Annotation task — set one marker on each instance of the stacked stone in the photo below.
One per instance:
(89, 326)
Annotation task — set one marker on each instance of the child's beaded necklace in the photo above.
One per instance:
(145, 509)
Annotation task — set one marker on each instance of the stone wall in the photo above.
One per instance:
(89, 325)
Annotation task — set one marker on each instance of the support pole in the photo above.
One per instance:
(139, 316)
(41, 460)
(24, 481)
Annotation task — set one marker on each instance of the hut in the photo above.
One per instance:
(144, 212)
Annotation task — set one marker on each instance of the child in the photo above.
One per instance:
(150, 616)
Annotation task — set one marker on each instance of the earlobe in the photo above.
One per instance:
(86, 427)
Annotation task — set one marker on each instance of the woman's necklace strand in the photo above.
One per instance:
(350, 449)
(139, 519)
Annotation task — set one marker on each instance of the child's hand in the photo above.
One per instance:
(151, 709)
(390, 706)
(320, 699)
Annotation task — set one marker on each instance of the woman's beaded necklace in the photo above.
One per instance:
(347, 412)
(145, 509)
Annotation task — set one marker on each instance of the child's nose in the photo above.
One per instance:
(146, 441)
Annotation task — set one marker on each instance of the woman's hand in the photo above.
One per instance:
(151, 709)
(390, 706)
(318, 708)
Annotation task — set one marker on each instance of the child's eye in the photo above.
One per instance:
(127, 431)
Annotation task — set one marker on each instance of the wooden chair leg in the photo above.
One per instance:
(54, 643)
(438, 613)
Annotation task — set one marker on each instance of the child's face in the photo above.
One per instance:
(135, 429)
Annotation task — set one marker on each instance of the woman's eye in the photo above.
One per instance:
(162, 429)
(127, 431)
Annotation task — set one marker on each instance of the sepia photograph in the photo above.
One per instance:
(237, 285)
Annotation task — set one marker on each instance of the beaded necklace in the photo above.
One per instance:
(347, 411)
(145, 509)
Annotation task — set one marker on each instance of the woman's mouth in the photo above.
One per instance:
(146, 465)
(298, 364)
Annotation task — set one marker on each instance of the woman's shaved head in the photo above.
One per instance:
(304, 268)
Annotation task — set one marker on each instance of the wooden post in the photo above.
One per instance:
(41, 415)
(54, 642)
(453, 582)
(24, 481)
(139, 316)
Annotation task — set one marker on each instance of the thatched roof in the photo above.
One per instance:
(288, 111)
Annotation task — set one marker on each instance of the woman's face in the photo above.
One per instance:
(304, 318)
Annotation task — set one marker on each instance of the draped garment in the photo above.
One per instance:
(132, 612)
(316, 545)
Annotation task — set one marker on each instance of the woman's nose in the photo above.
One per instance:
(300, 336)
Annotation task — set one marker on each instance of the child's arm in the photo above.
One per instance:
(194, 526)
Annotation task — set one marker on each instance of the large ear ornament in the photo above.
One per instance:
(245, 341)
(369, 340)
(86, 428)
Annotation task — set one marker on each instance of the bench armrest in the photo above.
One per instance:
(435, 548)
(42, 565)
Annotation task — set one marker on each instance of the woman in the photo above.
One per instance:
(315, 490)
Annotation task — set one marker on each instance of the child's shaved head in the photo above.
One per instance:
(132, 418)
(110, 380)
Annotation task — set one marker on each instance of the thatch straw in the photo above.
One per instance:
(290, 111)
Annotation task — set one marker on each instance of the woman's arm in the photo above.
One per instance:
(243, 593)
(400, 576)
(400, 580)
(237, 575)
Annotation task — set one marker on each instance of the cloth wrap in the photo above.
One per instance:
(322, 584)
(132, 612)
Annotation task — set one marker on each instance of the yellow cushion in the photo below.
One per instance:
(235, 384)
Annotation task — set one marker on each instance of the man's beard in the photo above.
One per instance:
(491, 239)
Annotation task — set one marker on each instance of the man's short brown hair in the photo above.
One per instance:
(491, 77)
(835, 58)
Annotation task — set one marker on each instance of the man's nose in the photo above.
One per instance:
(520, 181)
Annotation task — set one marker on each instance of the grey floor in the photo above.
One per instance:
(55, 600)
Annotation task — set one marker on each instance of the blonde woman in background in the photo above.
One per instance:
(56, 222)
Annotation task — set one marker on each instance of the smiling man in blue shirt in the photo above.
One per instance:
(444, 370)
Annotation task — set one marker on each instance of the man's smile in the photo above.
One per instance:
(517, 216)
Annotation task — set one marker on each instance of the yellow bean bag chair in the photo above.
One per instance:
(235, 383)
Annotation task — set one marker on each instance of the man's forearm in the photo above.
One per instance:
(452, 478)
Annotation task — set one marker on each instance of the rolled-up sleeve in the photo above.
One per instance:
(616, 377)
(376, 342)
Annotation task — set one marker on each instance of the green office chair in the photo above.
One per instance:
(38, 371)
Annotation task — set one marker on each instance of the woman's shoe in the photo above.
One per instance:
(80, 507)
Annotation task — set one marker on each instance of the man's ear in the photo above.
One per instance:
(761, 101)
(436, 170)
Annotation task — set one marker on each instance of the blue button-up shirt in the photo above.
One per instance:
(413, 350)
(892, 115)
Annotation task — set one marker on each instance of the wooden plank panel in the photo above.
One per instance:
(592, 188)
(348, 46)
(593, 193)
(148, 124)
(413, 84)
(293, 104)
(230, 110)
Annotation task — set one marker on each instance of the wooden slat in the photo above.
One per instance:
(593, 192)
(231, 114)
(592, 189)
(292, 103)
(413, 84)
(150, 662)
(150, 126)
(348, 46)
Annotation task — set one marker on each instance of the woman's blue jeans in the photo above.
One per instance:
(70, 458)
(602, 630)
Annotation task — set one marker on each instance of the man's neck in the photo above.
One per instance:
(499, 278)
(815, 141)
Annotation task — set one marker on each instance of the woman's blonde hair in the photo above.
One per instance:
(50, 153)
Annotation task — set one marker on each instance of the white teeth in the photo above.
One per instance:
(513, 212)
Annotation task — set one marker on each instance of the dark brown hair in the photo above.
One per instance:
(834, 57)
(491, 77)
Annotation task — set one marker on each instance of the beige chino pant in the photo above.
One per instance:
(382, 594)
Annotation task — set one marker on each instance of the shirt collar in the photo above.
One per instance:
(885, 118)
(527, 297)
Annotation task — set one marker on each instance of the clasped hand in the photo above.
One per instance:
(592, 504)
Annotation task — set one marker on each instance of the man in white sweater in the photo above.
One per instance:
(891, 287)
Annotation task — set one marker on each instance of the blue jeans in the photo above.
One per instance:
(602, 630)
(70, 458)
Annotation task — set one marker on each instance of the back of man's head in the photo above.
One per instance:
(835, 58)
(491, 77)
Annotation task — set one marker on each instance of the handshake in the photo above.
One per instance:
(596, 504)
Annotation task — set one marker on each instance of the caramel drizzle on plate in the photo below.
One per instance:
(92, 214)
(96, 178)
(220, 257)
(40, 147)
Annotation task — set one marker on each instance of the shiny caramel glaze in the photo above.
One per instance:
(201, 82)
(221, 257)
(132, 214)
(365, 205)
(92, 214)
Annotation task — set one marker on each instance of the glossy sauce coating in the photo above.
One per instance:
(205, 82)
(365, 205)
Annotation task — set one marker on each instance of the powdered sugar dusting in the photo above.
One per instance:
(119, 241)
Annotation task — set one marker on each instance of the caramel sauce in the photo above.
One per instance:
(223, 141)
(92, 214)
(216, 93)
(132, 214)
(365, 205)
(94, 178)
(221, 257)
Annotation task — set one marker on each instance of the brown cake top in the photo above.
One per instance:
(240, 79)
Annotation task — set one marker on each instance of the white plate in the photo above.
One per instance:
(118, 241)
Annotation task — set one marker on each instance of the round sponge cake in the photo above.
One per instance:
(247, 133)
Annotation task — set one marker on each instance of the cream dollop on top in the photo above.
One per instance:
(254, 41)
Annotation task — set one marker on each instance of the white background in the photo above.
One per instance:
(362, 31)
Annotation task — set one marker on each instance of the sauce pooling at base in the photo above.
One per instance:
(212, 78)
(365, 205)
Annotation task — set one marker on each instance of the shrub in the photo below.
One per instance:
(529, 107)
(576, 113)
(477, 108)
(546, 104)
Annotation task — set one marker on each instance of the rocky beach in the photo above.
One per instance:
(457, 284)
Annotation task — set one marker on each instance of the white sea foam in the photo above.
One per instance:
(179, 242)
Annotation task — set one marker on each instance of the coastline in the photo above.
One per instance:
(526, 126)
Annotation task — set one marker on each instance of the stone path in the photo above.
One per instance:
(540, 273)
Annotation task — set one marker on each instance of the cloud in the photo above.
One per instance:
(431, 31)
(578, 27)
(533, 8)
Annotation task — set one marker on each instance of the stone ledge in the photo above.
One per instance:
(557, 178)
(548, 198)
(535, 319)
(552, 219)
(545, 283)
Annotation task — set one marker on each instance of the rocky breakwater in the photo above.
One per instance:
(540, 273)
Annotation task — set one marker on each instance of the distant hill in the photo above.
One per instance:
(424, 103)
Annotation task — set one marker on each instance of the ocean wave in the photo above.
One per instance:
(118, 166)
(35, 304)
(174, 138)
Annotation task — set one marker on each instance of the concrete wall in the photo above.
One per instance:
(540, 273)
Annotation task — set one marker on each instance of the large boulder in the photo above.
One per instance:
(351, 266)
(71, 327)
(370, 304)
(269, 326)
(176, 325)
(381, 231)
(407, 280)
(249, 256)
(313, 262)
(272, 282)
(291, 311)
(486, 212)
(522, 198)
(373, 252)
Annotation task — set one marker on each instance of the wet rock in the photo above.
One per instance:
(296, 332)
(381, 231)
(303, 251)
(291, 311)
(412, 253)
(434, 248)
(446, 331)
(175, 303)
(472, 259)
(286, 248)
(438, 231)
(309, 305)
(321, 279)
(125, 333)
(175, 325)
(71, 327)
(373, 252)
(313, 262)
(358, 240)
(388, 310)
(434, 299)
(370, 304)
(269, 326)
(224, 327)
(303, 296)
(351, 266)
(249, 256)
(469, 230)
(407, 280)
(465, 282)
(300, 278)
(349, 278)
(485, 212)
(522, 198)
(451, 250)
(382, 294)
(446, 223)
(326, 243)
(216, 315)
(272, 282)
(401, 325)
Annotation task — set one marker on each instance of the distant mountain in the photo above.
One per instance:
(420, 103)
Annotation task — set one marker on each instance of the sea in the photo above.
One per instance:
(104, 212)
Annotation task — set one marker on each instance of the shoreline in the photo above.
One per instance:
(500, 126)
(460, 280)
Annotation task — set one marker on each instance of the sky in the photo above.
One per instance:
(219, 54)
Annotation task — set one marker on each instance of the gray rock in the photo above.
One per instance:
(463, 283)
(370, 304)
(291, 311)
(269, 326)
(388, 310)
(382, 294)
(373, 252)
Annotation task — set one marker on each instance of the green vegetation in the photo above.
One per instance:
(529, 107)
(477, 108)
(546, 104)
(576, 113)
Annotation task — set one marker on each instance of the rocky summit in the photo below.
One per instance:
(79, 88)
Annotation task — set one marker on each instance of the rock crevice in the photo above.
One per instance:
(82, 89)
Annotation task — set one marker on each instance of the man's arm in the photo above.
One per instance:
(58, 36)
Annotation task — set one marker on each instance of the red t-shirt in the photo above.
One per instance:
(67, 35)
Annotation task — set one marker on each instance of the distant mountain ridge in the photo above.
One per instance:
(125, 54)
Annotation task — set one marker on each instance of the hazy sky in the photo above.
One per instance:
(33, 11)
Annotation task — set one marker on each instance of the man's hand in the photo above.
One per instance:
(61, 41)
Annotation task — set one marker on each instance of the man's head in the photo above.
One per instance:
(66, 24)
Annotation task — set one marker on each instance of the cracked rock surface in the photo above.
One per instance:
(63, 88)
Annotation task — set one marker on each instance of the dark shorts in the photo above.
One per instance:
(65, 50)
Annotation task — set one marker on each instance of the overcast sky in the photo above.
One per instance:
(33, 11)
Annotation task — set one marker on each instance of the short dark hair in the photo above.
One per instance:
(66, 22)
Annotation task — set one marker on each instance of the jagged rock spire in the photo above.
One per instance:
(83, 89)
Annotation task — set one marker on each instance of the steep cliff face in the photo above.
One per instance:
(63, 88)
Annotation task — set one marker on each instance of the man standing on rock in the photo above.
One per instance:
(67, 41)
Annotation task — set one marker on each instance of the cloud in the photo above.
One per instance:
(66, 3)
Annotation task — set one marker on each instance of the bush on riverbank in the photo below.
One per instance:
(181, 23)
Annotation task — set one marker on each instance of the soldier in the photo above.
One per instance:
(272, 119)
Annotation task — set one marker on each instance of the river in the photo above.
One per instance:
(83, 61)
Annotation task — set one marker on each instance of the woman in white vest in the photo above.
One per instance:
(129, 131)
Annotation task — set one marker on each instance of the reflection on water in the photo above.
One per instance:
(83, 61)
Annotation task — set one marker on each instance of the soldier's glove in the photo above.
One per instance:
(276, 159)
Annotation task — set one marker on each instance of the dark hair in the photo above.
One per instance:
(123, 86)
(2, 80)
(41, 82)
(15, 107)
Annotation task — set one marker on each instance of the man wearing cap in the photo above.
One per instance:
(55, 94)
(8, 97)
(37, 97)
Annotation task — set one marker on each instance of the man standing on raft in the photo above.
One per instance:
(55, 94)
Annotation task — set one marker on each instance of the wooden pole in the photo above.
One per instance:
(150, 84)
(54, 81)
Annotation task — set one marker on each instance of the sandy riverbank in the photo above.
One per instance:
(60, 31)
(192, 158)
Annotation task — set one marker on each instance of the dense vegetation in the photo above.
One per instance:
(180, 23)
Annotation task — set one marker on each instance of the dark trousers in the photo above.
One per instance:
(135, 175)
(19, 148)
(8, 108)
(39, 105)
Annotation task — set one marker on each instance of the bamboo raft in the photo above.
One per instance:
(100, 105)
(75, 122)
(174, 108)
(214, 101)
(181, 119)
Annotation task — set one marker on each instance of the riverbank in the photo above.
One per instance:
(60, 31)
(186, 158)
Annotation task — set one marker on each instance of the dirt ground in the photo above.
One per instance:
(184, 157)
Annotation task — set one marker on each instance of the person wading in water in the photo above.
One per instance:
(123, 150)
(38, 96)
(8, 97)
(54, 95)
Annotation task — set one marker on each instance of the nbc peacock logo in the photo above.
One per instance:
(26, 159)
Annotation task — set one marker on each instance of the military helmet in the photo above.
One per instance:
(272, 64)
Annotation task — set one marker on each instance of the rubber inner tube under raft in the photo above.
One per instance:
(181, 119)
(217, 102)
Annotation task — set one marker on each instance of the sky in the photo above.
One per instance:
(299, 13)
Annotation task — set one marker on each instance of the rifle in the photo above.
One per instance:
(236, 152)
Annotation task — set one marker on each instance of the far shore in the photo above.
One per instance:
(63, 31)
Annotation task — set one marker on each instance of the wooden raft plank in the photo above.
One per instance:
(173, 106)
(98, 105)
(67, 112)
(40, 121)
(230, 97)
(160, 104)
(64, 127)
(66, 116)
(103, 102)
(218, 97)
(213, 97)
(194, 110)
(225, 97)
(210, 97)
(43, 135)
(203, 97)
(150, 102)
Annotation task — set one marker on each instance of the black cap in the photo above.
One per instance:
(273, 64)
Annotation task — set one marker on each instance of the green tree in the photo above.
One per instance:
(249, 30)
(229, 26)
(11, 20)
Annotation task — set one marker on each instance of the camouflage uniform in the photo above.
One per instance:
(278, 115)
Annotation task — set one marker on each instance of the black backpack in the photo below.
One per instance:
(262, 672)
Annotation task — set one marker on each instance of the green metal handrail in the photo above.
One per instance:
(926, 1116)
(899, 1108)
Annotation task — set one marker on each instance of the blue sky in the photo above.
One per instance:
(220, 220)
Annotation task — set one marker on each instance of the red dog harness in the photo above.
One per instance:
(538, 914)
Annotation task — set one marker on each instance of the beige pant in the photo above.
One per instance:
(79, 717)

———

WHAT YOU WILL DO:
Answer with one number only: how many lines of the entries above include the word "nose"?

RESPONSE TO THE TASK:
3